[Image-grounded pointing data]
....................
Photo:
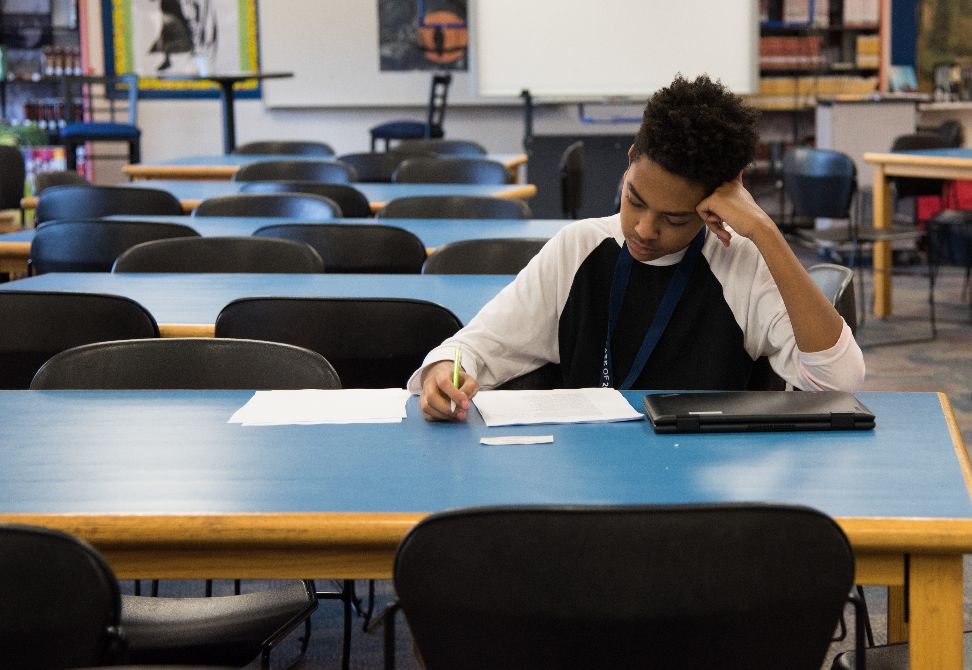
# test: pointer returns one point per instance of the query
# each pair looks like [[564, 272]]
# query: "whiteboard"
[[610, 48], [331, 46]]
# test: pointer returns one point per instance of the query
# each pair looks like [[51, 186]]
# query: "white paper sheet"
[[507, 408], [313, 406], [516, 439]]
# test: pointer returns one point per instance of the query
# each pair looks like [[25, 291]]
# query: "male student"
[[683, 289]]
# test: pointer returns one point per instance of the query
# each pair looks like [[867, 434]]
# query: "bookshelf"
....................
### Directions
Write out, without alteration, the line that contains "# each pair looks like [[25, 291]]" and all subsequent lines down to the end of the data above.

### Exercise result
# each pair looks like [[25, 291]]
# query: "male student"
[[683, 289]]
# test: pointer returns one point per instance of the query
# each pair looks like [[867, 434]]
# query: "bookshelf"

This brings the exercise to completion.